How could I do better?
–Once I make a negative evaluative judgment about a person, group, or institution, I let that bias lead thereafter. In many cases I can keep the door to changing my mind open at least a crack, but I know which doors are shut and locked today. I could open my mind to the possibility that people and organizations can change; I could unlock those doors.
–I can mitigate my meta-judgment. I value open-mindedness and curiosity and loathe narrow-mindedness and knee-jerk early closure. Thus, I judge others’ (and my own) judgment acutely and strongly in the negative. Funny how this makes me exactly what I hate. Working on it–with mindfulness, self-compassion, forgiveness, accountability, and perspective taking… This is my work.

How does society do judgment well today?

Dialectical Behavior Therapy. More and more, DBT integrates into mainstream talk therapy, and some places are even incorporating DBT skills into school curriculum. DBT teaches us to distinguish between evaluative and discriminating judgments:
–Evaluative: “stating something as a whole and objectively. It is taking the facts of a situation and adding personal preferences, values, and opinions to make it an objective truth. This type of judgment is ineffective because others may view the same situation differently, whether it is marginally different or completely different.”
–Discriminating: “reflect personal preferences and subjective opinions. They are considered judgments that are effective in terms of not projecting one’s perception as a complete conclusion.”
The more this distinction enters general consciousness and awareness, the less our differences and disagreements may escalate into outright opposition and hatred.

How can we all do better?

Stop reinforcing click-bait, incendiary soundbites, oversimplification, and overgeneralization. Before forming and rendering an opinion on anything:
–Ask whether an opinion or position is even necessary–is it worth the time, energy, and resources?
–Vet the information: How reliable is the source? What is their motivation?
☆ ☆ ☆ ☆
--- Check your understanding ---
[a] Duplicate the part of the essay on judgment between "Stop reinforcing click-bait, incendiary" and "energy, and resources?", inclusive.
[b] Which practices does the writer of the essay on judgment name as the means of working on their meta-judgment?
[c] Resume the essay on judgment after its last sentence.
The data that comes after this essay has no connection to it.

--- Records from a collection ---
☆ ☆ ☆ ☆
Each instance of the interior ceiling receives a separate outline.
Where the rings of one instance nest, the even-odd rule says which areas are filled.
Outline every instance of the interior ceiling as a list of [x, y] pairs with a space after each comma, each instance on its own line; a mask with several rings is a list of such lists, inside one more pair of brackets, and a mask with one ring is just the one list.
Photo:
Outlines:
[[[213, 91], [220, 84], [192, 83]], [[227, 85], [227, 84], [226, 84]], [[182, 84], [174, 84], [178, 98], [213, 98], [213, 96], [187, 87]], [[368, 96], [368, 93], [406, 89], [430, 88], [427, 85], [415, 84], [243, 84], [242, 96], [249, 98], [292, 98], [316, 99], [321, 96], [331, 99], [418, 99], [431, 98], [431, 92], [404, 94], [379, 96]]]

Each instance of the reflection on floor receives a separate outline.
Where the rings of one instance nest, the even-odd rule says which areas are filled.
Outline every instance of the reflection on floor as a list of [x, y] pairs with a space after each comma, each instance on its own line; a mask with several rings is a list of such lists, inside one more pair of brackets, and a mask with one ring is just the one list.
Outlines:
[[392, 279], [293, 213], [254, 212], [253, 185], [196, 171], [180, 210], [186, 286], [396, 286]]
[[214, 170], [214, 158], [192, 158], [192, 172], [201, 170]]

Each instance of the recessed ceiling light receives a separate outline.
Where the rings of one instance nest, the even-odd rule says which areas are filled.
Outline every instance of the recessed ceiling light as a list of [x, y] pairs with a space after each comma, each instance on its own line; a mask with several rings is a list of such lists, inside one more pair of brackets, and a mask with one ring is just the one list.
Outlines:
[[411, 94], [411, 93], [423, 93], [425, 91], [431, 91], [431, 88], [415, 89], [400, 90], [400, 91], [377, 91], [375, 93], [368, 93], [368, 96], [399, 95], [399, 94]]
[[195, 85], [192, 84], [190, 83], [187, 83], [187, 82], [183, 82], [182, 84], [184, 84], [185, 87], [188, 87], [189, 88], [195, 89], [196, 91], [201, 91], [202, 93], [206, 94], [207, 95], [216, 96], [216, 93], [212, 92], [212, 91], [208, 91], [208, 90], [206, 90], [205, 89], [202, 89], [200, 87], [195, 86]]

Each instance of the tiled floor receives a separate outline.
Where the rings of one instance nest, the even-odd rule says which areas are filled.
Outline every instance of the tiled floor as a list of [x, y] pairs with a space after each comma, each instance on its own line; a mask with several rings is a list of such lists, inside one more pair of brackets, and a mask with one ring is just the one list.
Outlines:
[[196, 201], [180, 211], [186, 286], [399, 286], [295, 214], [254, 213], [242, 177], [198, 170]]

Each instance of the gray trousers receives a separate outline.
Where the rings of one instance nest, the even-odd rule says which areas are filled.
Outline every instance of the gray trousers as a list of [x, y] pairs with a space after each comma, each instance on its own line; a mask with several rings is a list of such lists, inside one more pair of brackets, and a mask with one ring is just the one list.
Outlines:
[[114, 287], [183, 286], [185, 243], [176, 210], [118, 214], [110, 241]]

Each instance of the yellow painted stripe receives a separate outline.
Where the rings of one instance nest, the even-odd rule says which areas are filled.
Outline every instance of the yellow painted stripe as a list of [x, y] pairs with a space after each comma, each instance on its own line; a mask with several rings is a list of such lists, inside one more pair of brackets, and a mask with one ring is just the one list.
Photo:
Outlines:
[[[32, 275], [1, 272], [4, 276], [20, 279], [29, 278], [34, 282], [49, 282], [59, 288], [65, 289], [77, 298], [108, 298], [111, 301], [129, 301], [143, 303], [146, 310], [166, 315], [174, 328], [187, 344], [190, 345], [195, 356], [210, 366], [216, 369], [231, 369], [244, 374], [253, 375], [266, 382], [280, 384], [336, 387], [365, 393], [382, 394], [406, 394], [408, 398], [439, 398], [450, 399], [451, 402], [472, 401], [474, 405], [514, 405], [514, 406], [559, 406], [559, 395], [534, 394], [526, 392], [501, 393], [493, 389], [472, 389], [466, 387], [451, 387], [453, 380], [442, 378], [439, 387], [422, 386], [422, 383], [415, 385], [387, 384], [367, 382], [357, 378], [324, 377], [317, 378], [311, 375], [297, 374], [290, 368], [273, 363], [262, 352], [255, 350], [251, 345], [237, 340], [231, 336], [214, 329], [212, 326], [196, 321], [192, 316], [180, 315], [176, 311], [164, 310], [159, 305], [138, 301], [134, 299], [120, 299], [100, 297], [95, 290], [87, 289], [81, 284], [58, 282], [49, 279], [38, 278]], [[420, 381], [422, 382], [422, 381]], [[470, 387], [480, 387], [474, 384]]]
☆ ☆ ☆ ☆
--- Outputs for the tasks ---
[a]
Stop reinforcing click-bait, incendiary soundbites, oversimplification, and overgeneralization. Before forming and rendering an opinion on anything:
–Ask whether an opinion or position is even necessary–is it worth the time, energy, and resources?

[b] mindfulness, self-compassion, forgiveness, accountability, perspective taking

[c]
–Look for contrary examples of an initial judgment; evaluate honestly the merits of both/all sides of a debate
–Commit to disengaging from information sources–including people–that/who incite, amplify, and perpetuate hair-trigger judgment

BREATHE. Take time. Most things are not an emergency, and additional information is readily available. This is the harder, longer, more complicated path, this slowing and elevation of judgment. And certainly some situations require immediate decision and action. But knee-jerk is too often our collective default judgment setting, and we need better balance.

Make more generous assumptions, at least initially. I would rather regret being too kind than not kind enough. The proverb that people rise or descend to our expectations of them is at least partially true. Since we all make evaluative judgments anyway, why not show up to people in a way that invites–calls–their best selves forth? We can sense one another’s judgments, verbalized and overtly expressed or not. Body language and tone of voice reveal us. So let us be less judgmental, so that we can seem so, also. It’s the honest thing to do.

I really enjoyed thinking about this topic tonight. It reminds me how easily we can fall into oversimplified, dichotomous thinking (and judgment, HA!) about judgment–that it’s all bad and we should eliminate it altogether, or that it’s always necessary in all situations lest we don’t know what we think about anything. Maybe we can think of judgment as a tool, a skill–something we can exercise mindfully to help us make sense and meaning, both individually and collectively. At its best, judgment provides clarity, direction, and connection. At its worst, it polarizes, instigates, and leads to violence. We can each and all do our part to bend the long, human, moral arc toward the former.